* Task to complete: Could you copy the data that follows exactly as written, but drop the pictures?

* Records provided:
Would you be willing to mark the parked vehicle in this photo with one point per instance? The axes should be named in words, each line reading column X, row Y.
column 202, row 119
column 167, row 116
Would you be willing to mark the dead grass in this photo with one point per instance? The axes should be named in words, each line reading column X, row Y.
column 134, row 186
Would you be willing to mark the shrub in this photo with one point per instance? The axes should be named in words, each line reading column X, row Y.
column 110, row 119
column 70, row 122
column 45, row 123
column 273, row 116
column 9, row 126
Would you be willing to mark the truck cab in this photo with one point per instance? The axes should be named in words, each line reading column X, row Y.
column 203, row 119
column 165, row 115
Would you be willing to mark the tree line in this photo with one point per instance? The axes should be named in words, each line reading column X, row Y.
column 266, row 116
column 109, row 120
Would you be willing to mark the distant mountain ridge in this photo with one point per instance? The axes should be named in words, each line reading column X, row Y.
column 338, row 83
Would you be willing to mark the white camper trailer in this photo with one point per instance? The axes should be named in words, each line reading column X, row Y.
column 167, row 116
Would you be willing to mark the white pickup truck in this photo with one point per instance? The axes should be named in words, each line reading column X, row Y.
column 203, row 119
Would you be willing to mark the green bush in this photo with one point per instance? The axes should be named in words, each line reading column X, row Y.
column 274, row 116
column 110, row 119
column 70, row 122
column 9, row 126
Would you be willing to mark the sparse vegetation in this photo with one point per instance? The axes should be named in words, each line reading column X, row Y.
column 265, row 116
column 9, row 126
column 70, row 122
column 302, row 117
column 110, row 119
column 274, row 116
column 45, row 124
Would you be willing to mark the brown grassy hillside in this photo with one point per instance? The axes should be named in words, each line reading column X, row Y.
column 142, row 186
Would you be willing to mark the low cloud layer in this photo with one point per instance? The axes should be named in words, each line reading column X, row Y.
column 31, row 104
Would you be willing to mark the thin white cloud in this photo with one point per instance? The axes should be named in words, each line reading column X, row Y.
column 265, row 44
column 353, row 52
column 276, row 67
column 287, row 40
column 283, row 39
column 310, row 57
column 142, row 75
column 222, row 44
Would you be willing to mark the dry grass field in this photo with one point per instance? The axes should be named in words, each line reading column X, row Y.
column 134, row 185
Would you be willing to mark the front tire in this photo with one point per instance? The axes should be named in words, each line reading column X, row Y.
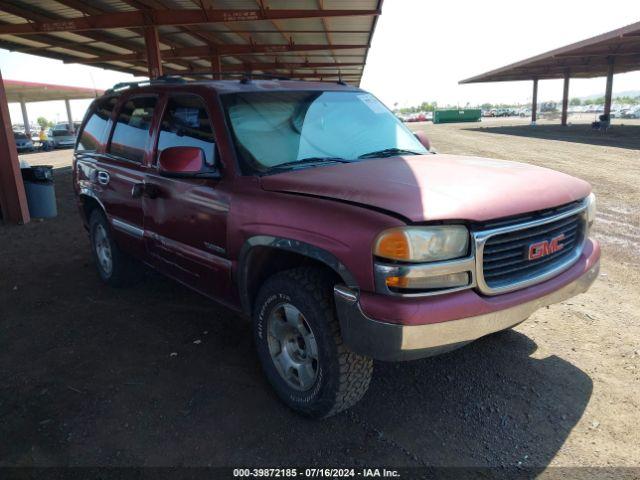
column 298, row 339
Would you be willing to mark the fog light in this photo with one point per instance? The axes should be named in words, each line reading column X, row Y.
column 451, row 280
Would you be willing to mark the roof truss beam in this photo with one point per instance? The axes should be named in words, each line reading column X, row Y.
column 170, row 17
column 209, row 51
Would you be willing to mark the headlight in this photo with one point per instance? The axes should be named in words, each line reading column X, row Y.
column 591, row 209
column 422, row 244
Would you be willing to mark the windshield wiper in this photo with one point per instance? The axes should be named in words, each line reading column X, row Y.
column 388, row 152
column 310, row 160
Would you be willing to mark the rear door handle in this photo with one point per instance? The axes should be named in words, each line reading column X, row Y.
column 103, row 177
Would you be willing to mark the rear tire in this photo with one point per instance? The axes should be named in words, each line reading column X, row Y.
column 298, row 339
column 115, row 267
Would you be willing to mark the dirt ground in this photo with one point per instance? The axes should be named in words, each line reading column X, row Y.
column 95, row 376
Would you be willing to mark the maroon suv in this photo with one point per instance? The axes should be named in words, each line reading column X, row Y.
column 312, row 210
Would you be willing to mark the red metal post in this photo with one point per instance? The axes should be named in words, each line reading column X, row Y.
column 67, row 104
column 25, row 118
column 13, row 200
column 609, row 90
column 565, row 98
column 534, row 102
column 154, row 60
column 216, row 68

* Exercise answer:
Would you be willing to mark the parked vehicle in this photo with one point per instance? The axes should be named in words, each line reading column X, row Y.
column 202, row 119
column 167, row 116
Would you be willing to mark the dead grass in this photo with one point per instance? The axes should be named in words, each line reading column X, row Y.
column 134, row 186
Would you be willing to mark the shrub in this photo with one point per instance? The axes should be named in words, each line reading column X, row Y.
column 110, row 119
column 70, row 122
column 45, row 123
column 273, row 116
column 9, row 126
Would you be willing to mark the truck cab in this photo with one point per instance? The axes should be named in words, each line reading column X, row Y.
column 203, row 119
column 165, row 115
Would you be willing to mark the tree line in this photo with one point per instance? The axes should be named in words, each line reading column X, row Y.
column 266, row 116
column 109, row 120
Would you be willing to mark the distant mountain ridge in this photo with one point per instance? The axes should be named in words, each line reading column X, row Y.
column 338, row 83
Would you be willing to mark the white camper trailer in this photo with one point per instance? The axes should be named in words, each line reading column X, row Y.
column 167, row 116
Would you be willing to mark the white pickup truck in this photo with one point per instance? The axes should be named in words, each line reading column X, row Y.
column 203, row 119
Would you be willing to mark the green bush in this photo with one point per instance? The axes should be named in words, each line reading column X, row Y.
column 274, row 116
column 110, row 119
column 70, row 122
column 9, row 126
Would you be willing to mark the sparse vegetation in this photo with one point per instance? The axes should be named in words, each line reading column X, row Y.
column 265, row 116
column 9, row 126
column 70, row 122
column 302, row 117
column 110, row 119
column 274, row 116
column 45, row 124
Would you be willing to mark the brown grassy hillside in this photo with one point per instance? The axes should be named in words, each line reading column X, row Y.
column 142, row 186
Would you be willing to mark the low cloud layer in this photo with one point per instance? The axes should be named in words, each line reading column X, row Y.
column 31, row 104
Would you be willing to mark the thin white cloud in this photo with one point per instance? The axes should be named in words, each line reading column X, row Y.
column 265, row 44
column 353, row 52
column 276, row 67
column 287, row 40
column 283, row 39
column 310, row 57
column 142, row 75
column 222, row 44
Would you be willing to mark the dry grass field in this photo with one point per instance? The axes should be named in words, each line reading column X, row Y.
column 134, row 185
Would you be willing to mark the front tire in this photo with one point per instance? The axes should be named in words, each line reading column X, row Y.
column 298, row 339
Would you be willing to mark the fog light in this photo with one point per instance? The axes should be named in words, each line reading column X, row Y.
column 451, row 280
Would you be willing to mark the roof truss beam in this photo with one point per instance? The axes should be named in words, each line reading column X, row Y.
column 170, row 17
column 209, row 51
Would you be willing to mark the headlight in this photo with one point per instance? The axes should be named in words, each line reading column X, row Y.
column 591, row 209
column 422, row 244
Would you be willing to mark the windshield wiper in this photo with one point per instance? The axes should be named in words, each line reading column X, row Y.
column 388, row 152
column 310, row 160
Would you be willing to mark the rear door handle in this photo with one point per instance? The axes should be named in words, each line reading column X, row Y.
column 103, row 177
Would you be willing to mark the rear tire in this photo with one point per instance? The axes should be named in words, each line reading column X, row Y.
column 298, row 339
column 115, row 267
Would you be willing to mark the dirt ground in this photo with one point per instance? The axes should be named in words, each line reading column X, row Y.
column 95, row 376
Would you be willing to mark the maroon suv in this photo with one point per instance? The axes should be named in words, each line reading column X, row Y.
column 312, row 210
Would you be willing to mark the red metal post in this photo with one point per instance? The axes should be named in words, each line reading column X, row Y.
column 67, row 104
column 25, row 118
column 13, row 200
column 609, row 90
column 565, row 98
column 534, row 102
column 154, row 60
column 216, row 68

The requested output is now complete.